[Activity]:
For every entry that follows, return the words exactly and omit any picture.

[Record excerpts]:
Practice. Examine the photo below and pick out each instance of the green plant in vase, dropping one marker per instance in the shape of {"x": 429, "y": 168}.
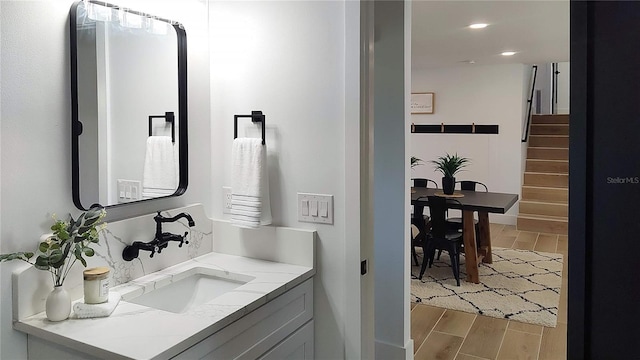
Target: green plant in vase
{"x": 449, "y": 166}
{"x": 415, "y": 161}
{"x": 69, "y": 243}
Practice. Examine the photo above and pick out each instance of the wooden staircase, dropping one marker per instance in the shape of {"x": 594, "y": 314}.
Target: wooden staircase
{"x": 544, "y": 206}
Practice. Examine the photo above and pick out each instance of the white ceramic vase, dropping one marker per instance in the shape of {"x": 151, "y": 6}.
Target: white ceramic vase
{"x": 58, "y": 305}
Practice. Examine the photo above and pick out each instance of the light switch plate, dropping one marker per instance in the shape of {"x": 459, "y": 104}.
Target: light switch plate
{"x": 311, "y": 208}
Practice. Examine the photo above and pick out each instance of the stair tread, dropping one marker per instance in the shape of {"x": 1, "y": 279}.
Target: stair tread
{"x": 549, "y": 135}
{"x": 546, "y": 124}
{"x": 543, "y": 217}
{"x": 545, "y": 173}
{"x": 554, "y": 160}
{"x": 542, "y": 187}
{"x": 547, "y": 147}
{"x": 542, "y": 202}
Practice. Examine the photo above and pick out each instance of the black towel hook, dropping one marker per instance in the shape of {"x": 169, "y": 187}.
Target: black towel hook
{"x": 256, "y": 116}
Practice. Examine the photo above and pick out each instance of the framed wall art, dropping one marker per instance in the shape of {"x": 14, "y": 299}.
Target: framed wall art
{"x": 423, "y": 103}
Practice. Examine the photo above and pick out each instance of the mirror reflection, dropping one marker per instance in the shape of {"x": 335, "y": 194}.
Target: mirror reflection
{"x": 129, "y": 105}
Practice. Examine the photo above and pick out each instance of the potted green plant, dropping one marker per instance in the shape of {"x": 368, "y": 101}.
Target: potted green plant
{"x": 449, "y": 166}
{"x": 415, "y": 161}
{"x": 58, "y": 252}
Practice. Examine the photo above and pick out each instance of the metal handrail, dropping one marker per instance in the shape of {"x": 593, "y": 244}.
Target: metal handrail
{"x": 534, "y": 70}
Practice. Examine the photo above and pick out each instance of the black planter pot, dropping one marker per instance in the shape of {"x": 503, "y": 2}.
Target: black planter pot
{"x": 448, "y": 183}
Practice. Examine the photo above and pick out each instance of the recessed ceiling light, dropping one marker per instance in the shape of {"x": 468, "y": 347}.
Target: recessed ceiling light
{"x": 478, "y": 26}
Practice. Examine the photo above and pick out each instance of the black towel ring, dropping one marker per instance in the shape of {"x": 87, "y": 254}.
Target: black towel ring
{"x": 256, "y": 116}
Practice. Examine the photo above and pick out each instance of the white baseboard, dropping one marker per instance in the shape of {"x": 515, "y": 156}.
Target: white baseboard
{"x": 386, "y": 351}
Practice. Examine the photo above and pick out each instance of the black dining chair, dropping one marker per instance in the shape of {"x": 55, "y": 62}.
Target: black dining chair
{"x": 418, "y": 218}
{"x": 441, "y": 237}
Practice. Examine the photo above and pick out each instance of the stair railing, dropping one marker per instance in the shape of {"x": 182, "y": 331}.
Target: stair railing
{"x": 527, "y": 121}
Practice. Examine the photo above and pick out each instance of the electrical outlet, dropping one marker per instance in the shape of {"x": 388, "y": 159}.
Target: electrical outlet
{"x": 226, "y": 198}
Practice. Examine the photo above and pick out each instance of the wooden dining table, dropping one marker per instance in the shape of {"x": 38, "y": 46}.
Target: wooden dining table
{"x": 471, "y": 201}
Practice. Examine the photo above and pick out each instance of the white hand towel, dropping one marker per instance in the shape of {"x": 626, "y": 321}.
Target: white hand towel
{"x": 160, "y": 177}
{"x": 83, "y": 311}
{"x": 250, "y": 205}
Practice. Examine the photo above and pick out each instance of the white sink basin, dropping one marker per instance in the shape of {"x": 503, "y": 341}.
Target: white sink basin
{"x": 189, "y": 289}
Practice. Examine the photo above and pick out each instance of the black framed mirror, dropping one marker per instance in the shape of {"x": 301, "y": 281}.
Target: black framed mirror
{"x": 129, "y": 105}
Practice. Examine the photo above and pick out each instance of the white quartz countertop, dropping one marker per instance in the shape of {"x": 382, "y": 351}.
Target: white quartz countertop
{"x": 139, "y": 332}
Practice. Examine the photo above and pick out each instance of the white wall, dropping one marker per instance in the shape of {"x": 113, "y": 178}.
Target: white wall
{"x": 35, "y": 113}
{"x": 392, "y": 49}
{"x": 481, "y": 95}
{"x": 563, "y": 88}
{"x": 288, "y": 59}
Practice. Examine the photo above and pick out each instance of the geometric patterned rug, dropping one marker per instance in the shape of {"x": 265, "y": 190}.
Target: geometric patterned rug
{"x": 520, "y": 285}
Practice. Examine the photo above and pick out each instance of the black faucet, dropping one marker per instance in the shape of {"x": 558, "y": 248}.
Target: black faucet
{"x": 161, "y": 239}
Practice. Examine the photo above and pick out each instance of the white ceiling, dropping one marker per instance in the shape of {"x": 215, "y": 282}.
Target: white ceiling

[Answer section]:
Practice. Examine the photo below and pick out each instance of the green plant in vase, dropping one marker per instance in the shape of {"x": 429, "y": 168}.
Target: green plant in vase
{"x": 449, "y": 166}
{"x": 415, "y": 161}
{"x": 69, "y": 243}
Practice. Examine the photo above and pick out each instance of the wooden staircase, dropping one marker per instance in the shape of {"x": 594, "y": 314}.
Target: wooden staircase
{"x": 544, "y": 206}
Practice. Examine the photo above and pick out each instance of the white ceramic vase, dropping one marker per instance in the shape of {"x": 151, "y": 6}.
Target: white ceramic vase
{"x": 58, "y": 305}
Practice. Examine the photo above and pick out each instance of the light switch plate, dropping one marker per instance in the shape of {"x": 459, "y": 104}.
Target: light switch plate
{"x": 311, "y": 208}
Practice. Examine the photo above and pick out each instance of the stair tread, dropping one marker per instance in the shape of {"x": 1, "y": 279}.
Target: stair tread
{"x": 549, "y": 135}
{"x": 546, "y": 124}
{"x": 543, "y": 217}
{"x": 545, "y": 173}
{"x": 554, "y": 160}
{"x": 542, "y": 187}
{"x": 547, "y": 147}
{"x": 542, "y": 202}
Practice. Examine the photo above and pick out each instance of the black towel hook, dropping one marker per instance in the shape of {"x": 169, "y": 187}.
Target: black towel hook
{"x": 256, "y": 116}
Practice. Examine the photo above and pick out each instance of the framed wall art, dropping one marker per instance in the shape of {"x": 14, "y": 299}.
Target: framed wall art
{"x": 423, "y": 103}
Practice. Examine the photo above and pick out each instance of the mirror reflection, dropping one marker per instance in the shape of {"x": 335, "y": 194}.
Target: mirror reflection
{"x": 129, "y": 105}
Practice. Examine the photo above and pick out each instance of the potted green plant, dropping one marker per instance in the shape of {"x": 368, "y": 101}.
Target: potted green plant
{"x": 449, "y": 166}
{"x": 415, "y": 161}
{"x": 58, "y": 252}
Practice. Examine the photo above and pick out each instance of the metal handrail, dropping one marker per instance in the shape of {"x": 593, "y": 244}.
Target: metal handrail
{"x": 534, "y": 70}
Practice. Examine the photo above and pick out each instance of the black planter pot, dropping one marker per instance in the shape of {"x": 503, "y": 2}.
Target: black planter pot
{"x": 448, "y": 183}
Practice. Examine the photo above and pick out each instance of the recessed ceiling light, dropping one marker per instance in the shape of {"x": 468, "y": 347}.
Target: recessed ceiling light
{"x": 478, "y": 26}
Practice. Examine the photo above and pick out each instance of the black towel ring, dropping one marker per instance in the shape of {"x": 87, "y": 254}.
Target: black towel ring
{"x": 256, "y": 116}
Practice. Examine the photo above and pick out each instance of the white baseboard, dropping one marker per instance in the shape of {"x": 515, "y": 156}.
Target: white baseboard
{"x": 386, "y": 351}
Practice. Examine the photo above and pick out each instance of the black dining chair, dropping one marker per instance in the shape of {"x": 55, "y": 62}.
Target: black dining chair
{"x": 418, "y": 218}
{"x": 441, "y": 237}
Practice. Examine the photo above and pick out each instance of the stair railing, dropping one marker per instance in the shape of {"x": 182, "y": 331}.
Target: stair railing
{"x": 527, "y": 121}
Practice. Examine the photo above and pick out each instance of the electrical outlet, dropping one marker per instance in the shape of {"x": 388, "y": 159}.
Target: electrical outlet
{"x": 226, "y": 198}
Practice. Examine the photo above and pick out each instance of the wooden dining table, dropping one marker per instance in the shape of {"x": 38, "y": 46}.
Target: wooden dining table
{"x": 471, "y": 201}
Practice. Examine the photo above and pick out each instance of the white hand towel, dropping one marker per instance in the shape of {"x": 626, "y": 321}.
Target: white hand towel
{"x": 160, "y": 177}
{"x": 83, "y": 311}
{"x": 250, "y": 205}
Practice. Examine the photo above and pick out each instance of the white sink basin, dropping one marker per instance in the shape of {"x": 503, "y": 341}.
Target: white sink basin
{"x": 189, "y": 289}
Practice. Examine the photo above and pick out each instance of the black framed mirror, dropping one marker per instance in the shape of {"x": 301, "y": 281}.
Target: black framed mirror
{"x": 129, "y": 105}
Practice. Examine the photo above and pick out each instance of the white quartz countertop, dropping one marker per instance in the shape of {"x": 382, "y": 351}.
Target: white quartz countertop
{"x": 139, "y": 332}
Practice. Examine the photo above and pick out each instance of the white wall, dropping one marker per instance in the shape of {"x": 113, "y": 178}.
Target: white wall
{"x": 35, "y": 113}
{"x": 392, "y": 49}
{"x": 481, "y": 95}
{"x": 563, "y": 88}
{"x": 288, "y": 59}
Practice. Examine the photo above and pick out each instance of the geometric patterned rug, dropping one marker per instance in the shape of {"x": 265, "y": 190}.
Target: geometric patterned rug
{"x": 520, "y": 285}
Practice. Examine the photo above and pick out each instance of the black faucet, dropping one marker per instance in the shape of {"x": 558, "y": 248}.
Target: black faucet
{"x": 161, "y": 239}
Practice. Examine the photo above and pick out each instance of the white ceiling, dropping one marker per instance in the shape of {"x": 215, "y": 282}.
Target: white ceiling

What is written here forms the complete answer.